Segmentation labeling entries
◇ ◇ ◇ ◇ ◇

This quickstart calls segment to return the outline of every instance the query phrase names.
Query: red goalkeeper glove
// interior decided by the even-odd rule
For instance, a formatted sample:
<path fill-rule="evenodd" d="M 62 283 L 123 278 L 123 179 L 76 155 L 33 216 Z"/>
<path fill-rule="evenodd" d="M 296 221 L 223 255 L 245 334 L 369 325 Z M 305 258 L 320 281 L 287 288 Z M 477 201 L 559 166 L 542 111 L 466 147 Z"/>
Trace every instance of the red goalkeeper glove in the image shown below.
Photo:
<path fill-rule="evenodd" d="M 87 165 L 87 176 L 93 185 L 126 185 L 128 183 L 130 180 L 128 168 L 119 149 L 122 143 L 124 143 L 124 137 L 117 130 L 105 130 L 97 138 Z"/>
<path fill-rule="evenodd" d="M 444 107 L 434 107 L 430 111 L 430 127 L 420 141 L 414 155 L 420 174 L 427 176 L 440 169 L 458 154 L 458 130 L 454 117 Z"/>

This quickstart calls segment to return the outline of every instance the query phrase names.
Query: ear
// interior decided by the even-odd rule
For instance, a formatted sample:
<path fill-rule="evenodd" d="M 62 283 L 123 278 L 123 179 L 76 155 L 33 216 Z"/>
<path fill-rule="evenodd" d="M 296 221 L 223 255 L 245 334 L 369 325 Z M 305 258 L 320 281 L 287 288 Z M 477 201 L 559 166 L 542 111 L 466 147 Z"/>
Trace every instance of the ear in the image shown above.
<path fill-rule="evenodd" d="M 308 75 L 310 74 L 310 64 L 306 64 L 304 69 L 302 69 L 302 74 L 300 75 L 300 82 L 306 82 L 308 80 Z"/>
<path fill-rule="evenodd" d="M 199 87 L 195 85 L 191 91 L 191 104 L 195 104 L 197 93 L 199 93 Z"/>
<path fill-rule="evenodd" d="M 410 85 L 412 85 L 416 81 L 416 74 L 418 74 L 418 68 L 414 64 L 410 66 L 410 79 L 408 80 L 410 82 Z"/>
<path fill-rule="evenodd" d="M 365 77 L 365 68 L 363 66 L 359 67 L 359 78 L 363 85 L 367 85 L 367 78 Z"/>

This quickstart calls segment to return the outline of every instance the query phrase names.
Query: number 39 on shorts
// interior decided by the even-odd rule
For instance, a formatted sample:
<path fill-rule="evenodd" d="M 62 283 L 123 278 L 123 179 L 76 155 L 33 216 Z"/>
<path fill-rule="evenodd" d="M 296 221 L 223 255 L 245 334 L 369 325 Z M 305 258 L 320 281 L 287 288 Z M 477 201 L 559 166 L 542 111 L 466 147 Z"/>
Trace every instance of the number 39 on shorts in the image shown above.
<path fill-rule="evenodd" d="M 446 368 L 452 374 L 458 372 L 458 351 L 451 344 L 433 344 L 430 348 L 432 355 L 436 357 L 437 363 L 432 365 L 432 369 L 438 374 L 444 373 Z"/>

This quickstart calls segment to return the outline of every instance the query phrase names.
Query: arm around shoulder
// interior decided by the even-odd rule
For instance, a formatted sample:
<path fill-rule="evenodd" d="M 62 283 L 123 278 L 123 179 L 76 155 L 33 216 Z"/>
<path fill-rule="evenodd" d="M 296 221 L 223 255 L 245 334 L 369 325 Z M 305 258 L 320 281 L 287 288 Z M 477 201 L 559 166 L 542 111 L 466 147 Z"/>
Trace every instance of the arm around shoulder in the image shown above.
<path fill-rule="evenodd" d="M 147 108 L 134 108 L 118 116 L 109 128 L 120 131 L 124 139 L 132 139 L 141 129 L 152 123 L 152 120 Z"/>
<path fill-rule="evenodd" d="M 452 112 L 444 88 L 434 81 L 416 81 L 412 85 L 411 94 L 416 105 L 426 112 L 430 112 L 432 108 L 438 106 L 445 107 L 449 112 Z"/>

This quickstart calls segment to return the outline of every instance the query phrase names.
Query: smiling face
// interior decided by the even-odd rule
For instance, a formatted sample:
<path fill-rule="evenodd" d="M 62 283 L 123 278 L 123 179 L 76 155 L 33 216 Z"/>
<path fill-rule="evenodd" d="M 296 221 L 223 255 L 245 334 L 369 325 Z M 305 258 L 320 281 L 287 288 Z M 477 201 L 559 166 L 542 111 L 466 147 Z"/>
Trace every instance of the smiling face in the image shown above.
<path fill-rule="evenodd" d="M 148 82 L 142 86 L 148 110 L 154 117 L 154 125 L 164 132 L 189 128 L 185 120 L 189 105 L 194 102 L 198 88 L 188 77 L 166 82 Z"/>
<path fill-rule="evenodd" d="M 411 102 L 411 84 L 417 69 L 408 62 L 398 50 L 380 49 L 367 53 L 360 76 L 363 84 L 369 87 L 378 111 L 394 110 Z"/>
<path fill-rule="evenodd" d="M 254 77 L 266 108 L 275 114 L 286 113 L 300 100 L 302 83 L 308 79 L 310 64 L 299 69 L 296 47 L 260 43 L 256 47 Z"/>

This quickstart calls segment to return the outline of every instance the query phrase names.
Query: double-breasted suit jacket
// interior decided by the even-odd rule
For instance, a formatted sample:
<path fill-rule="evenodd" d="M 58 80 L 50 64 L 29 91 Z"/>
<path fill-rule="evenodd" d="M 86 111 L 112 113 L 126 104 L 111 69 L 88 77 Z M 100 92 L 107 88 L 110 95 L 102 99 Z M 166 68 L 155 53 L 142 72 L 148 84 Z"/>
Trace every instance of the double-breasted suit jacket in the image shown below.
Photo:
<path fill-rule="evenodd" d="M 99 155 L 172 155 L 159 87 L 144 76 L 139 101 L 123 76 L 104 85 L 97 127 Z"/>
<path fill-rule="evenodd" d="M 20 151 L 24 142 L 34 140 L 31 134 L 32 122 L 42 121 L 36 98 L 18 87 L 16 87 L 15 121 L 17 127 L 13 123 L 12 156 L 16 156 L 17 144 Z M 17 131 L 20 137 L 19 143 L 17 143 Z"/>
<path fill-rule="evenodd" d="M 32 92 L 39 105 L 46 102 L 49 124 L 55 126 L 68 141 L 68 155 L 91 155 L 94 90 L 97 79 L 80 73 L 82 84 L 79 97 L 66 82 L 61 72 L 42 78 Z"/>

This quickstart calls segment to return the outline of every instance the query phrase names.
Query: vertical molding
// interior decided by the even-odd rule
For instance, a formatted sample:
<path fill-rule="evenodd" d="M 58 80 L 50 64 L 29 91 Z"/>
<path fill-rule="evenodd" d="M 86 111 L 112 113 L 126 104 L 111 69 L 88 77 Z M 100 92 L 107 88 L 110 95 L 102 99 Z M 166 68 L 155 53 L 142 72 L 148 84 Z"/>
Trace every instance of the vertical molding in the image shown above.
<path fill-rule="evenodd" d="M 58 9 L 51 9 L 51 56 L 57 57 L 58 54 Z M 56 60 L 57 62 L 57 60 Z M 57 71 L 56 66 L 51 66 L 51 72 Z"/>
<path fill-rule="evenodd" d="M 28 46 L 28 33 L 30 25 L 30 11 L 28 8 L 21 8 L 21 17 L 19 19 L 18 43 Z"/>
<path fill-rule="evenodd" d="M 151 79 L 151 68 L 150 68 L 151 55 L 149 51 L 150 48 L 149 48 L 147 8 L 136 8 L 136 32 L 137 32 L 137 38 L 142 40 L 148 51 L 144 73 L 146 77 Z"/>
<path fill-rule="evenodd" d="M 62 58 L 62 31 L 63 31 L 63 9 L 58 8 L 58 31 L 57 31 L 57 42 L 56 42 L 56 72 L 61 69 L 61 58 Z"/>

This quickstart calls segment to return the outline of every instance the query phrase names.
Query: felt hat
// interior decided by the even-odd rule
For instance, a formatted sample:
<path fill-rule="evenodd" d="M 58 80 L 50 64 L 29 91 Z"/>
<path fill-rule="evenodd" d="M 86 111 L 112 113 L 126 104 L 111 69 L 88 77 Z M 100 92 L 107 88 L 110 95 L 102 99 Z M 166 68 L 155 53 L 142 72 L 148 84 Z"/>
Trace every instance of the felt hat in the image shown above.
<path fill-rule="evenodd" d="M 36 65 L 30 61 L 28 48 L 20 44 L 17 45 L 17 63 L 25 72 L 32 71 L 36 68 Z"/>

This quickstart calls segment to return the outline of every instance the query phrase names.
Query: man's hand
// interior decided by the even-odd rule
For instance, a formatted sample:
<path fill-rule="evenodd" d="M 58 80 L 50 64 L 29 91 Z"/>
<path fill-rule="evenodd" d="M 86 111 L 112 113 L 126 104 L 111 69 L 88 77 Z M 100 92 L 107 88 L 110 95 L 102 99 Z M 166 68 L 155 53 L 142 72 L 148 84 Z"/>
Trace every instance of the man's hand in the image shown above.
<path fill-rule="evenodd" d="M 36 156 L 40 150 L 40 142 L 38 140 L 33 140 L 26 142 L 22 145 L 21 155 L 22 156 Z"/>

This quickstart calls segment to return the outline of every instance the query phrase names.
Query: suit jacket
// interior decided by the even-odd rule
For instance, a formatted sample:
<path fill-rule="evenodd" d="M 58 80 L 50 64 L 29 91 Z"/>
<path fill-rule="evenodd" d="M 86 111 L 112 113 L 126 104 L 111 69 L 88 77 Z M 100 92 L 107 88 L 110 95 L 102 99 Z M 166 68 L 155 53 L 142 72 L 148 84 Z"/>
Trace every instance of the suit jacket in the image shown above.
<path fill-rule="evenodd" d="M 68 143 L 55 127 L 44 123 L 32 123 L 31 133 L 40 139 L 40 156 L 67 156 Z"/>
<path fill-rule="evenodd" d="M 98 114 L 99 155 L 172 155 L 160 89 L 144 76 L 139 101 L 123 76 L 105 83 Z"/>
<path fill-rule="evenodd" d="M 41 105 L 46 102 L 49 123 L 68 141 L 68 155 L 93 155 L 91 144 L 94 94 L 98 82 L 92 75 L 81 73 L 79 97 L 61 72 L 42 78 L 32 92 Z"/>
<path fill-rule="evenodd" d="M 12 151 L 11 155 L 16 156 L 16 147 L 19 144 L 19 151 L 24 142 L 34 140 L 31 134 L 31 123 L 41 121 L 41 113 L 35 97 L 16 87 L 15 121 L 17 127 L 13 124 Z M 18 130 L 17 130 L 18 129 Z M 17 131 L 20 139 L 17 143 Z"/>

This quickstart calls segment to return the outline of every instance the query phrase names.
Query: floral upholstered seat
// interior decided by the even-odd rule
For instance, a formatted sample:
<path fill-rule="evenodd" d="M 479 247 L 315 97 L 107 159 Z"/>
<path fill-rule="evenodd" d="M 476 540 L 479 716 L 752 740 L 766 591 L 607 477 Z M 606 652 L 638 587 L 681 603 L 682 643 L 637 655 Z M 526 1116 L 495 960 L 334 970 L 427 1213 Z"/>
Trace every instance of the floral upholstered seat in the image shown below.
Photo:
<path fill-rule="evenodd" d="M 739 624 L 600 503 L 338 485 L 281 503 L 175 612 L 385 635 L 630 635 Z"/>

◇ ◇ ◇ ◇ ◇

● **EXERCISE GOAL**:
List each line in the records above that contains the string "hand".

● **ANSWER FOR THIS EXERCISE**:
Query: man's hand
Trace every instance of the man's hand in the image shown above.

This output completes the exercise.